Saved data entries
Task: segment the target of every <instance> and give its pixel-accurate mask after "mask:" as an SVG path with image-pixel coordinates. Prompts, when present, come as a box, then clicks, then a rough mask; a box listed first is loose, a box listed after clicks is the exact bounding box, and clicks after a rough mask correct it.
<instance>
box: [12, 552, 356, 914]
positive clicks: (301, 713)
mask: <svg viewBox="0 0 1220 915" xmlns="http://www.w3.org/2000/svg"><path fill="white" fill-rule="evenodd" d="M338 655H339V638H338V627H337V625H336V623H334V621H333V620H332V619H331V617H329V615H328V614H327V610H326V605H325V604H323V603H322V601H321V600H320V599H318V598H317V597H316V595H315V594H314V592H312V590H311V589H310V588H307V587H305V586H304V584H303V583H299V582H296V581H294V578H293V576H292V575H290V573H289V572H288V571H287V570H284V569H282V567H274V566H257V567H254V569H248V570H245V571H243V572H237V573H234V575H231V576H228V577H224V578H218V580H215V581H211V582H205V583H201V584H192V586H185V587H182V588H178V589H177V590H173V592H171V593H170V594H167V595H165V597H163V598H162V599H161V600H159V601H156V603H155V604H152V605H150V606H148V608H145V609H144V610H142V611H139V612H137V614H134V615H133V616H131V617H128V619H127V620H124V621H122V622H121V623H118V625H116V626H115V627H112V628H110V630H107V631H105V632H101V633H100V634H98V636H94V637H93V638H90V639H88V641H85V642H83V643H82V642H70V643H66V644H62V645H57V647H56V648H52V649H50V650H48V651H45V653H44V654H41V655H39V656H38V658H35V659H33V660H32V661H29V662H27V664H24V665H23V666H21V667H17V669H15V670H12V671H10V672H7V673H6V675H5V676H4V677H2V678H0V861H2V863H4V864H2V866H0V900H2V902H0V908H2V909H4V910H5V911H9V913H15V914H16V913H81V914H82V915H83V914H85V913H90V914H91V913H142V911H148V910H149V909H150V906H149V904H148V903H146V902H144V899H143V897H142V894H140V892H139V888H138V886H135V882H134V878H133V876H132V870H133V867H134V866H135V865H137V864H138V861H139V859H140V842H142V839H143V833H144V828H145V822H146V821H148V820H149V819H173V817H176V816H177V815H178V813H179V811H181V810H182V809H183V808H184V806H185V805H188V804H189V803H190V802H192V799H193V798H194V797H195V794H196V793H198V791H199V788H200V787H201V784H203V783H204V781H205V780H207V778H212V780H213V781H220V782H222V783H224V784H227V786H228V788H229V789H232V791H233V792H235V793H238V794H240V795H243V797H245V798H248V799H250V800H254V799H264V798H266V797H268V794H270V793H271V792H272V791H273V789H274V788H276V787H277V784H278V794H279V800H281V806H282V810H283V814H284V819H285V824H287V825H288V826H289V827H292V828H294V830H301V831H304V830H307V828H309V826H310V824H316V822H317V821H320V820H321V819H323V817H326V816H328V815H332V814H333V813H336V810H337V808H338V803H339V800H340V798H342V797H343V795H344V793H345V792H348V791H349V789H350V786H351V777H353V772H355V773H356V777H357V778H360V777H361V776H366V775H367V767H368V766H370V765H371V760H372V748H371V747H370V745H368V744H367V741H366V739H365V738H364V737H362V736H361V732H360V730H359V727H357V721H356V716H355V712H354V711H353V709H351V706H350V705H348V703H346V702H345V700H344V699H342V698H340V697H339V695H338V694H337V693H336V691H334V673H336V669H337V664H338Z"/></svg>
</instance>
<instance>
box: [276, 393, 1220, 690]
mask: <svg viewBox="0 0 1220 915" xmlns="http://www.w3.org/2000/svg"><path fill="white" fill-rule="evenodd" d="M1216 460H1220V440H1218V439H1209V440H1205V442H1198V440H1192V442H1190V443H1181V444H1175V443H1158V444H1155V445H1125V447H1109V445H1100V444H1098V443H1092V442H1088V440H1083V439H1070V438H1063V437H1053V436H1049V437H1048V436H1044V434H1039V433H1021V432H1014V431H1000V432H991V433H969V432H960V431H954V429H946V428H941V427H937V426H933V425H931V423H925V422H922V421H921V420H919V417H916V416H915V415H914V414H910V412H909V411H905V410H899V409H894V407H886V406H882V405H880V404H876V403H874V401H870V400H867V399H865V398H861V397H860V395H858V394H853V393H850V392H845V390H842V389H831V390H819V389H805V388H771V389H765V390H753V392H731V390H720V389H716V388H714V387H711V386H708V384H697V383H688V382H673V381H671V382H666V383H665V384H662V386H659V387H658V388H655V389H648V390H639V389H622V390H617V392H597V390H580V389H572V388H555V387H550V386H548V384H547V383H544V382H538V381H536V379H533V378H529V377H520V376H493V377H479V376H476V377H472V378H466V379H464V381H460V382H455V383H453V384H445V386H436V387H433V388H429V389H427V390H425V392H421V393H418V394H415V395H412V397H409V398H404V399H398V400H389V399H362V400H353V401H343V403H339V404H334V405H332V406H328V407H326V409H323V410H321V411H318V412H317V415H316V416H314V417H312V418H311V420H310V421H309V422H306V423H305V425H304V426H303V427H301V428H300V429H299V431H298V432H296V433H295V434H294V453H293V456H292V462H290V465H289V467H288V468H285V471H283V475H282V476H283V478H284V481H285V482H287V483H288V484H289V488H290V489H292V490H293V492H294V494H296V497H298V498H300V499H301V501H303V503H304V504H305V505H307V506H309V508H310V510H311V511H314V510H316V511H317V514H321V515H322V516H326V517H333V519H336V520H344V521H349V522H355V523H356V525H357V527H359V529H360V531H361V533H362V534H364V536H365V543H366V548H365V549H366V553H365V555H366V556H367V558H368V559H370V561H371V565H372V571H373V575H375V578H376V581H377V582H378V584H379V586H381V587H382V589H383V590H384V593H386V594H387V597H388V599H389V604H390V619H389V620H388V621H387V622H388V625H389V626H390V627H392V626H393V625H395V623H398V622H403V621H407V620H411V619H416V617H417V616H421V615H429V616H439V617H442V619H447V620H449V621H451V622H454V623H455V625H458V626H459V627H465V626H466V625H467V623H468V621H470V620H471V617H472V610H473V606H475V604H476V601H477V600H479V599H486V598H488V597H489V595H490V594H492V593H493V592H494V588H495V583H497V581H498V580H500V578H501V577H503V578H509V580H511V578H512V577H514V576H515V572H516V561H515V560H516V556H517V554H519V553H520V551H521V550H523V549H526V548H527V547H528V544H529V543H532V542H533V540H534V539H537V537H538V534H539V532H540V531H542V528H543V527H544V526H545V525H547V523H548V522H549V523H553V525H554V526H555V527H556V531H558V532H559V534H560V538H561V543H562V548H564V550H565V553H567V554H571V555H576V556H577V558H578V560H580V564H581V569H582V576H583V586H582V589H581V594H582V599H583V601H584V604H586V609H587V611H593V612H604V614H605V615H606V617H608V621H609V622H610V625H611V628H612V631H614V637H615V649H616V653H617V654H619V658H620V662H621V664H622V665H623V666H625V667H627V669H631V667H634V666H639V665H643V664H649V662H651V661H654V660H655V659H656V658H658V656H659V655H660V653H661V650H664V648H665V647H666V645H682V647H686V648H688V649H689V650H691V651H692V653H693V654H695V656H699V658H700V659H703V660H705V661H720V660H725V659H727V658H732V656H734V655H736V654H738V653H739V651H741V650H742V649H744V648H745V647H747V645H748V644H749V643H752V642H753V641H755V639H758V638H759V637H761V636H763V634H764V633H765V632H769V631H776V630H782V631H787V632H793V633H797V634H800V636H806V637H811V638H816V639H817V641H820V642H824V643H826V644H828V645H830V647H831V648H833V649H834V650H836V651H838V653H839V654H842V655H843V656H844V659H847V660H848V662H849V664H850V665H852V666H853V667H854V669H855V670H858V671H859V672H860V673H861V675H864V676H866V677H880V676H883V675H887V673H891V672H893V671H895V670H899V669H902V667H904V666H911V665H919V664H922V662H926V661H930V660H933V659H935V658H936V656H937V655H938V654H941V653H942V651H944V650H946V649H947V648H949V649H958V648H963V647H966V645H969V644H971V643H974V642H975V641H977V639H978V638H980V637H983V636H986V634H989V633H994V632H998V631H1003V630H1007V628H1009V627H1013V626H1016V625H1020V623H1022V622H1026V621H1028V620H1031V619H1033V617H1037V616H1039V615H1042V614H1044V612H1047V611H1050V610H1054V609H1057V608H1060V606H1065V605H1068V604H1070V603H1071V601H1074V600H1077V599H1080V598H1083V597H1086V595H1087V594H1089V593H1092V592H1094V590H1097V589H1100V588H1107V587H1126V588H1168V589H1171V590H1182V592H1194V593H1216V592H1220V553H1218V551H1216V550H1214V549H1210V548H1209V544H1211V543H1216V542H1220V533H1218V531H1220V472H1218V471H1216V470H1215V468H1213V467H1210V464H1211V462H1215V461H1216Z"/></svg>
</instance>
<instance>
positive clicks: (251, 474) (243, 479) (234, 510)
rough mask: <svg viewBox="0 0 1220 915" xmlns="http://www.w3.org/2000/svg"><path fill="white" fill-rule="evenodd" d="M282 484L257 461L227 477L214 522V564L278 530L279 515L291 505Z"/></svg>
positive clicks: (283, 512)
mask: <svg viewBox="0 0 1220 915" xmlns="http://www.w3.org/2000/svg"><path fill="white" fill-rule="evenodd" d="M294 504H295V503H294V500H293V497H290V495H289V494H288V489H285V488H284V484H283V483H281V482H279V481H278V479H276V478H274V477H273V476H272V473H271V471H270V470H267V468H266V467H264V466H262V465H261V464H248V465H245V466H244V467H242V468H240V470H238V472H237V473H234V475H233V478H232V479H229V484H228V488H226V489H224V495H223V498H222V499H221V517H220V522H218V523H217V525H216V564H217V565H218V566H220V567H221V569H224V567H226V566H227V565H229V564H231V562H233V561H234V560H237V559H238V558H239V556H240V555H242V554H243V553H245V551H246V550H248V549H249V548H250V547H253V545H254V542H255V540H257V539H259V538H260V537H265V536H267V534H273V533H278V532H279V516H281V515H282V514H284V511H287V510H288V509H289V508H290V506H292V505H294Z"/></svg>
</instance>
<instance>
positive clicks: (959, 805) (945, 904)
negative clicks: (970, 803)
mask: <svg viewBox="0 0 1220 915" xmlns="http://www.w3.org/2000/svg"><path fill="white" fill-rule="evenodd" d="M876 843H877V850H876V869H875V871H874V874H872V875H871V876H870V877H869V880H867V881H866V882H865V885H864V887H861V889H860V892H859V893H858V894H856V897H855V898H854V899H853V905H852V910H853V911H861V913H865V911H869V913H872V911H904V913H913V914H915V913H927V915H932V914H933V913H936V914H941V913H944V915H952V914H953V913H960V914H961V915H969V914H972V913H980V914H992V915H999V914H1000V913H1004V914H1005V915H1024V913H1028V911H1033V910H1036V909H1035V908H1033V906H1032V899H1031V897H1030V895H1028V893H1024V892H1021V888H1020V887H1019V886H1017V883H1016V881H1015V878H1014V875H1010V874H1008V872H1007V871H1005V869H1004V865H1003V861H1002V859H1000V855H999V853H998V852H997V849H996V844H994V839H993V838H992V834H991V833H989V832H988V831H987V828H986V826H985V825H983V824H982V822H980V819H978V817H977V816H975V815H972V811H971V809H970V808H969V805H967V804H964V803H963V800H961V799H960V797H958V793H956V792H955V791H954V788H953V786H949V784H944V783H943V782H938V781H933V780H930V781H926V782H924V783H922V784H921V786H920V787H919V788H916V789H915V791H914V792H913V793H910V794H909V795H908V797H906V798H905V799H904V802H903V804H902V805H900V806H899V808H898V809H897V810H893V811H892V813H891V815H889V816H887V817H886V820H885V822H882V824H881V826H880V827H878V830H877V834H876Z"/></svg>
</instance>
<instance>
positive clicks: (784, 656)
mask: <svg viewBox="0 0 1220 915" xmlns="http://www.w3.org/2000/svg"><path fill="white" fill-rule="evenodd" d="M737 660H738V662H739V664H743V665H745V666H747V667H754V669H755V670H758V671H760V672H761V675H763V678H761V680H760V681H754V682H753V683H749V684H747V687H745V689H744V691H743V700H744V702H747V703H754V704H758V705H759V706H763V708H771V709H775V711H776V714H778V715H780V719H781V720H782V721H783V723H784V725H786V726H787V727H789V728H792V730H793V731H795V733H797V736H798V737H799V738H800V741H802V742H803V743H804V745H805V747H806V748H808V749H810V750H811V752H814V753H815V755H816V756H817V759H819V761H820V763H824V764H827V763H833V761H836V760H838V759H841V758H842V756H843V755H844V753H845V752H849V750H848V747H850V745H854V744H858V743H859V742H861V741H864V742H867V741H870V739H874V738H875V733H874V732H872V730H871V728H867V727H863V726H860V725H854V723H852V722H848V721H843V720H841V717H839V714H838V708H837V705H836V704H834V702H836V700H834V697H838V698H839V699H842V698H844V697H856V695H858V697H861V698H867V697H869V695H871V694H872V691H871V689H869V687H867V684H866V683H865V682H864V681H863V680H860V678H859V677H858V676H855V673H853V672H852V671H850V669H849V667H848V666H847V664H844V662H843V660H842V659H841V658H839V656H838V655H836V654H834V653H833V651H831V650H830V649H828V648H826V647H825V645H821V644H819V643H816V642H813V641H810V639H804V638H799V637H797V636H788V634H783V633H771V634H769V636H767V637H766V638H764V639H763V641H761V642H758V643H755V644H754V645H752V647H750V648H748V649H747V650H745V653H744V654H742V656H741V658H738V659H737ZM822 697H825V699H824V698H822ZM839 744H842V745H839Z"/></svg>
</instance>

*To do*:
The line containing "box: [12, 552, 356, 914]" marks the end. Please print exactly every line from the top of the data to it, both included, and nothing more.

*Output of the task*:
Task: segment the target of every <instance> and give its pixel-accurate mask after "mask:" as an SVG path with image-pixel coordinates. Prompts, when present, come as a box, then clicks, then a rough mask; a box listed first is loose, a box listed after clicks is the exact bounding box, and clicks after a rough mask correct it.
<instance>
box: [12, 552, 356, 914]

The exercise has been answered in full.